#### Data entries ####

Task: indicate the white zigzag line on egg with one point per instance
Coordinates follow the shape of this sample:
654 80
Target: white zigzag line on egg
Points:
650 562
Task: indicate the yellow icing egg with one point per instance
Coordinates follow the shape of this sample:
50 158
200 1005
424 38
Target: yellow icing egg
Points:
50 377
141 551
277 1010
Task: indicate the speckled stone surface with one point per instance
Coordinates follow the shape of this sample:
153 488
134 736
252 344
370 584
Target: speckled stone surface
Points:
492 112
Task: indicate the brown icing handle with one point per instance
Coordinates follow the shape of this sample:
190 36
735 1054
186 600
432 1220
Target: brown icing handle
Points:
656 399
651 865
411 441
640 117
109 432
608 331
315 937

####

Reproduce every one of the rows above word for word, without changing anything.

The response
Task: indicate the white zigzag line on egg with one point per instance
Coordinates follow the shape of this sample:
654 80
Target: white zigzag line on egg
Points:
650 562
Task: indicate the yellow icing egg with one point per instance
Coordinates follow the shape of this sample:
50 158
200 1005
424 38
Target: yellow icing egg
Points:
50 377
141 551
277 1010
Task: indicate the speckled stone surface with one point per instance
Coordinates follow the shape of this sample:
153 488
134 736
252 344
370 584
Target: speckled stone surface
Points:
492 112
Task: indicate the brown icing handle with one point per instance
Coordinates follow the shape of this sample:
190 36
735 1054
186 600
432 1220
Target: brown icing handle
Points:
656 399
651 865
411 441
640 117
109 432
608 331
315 937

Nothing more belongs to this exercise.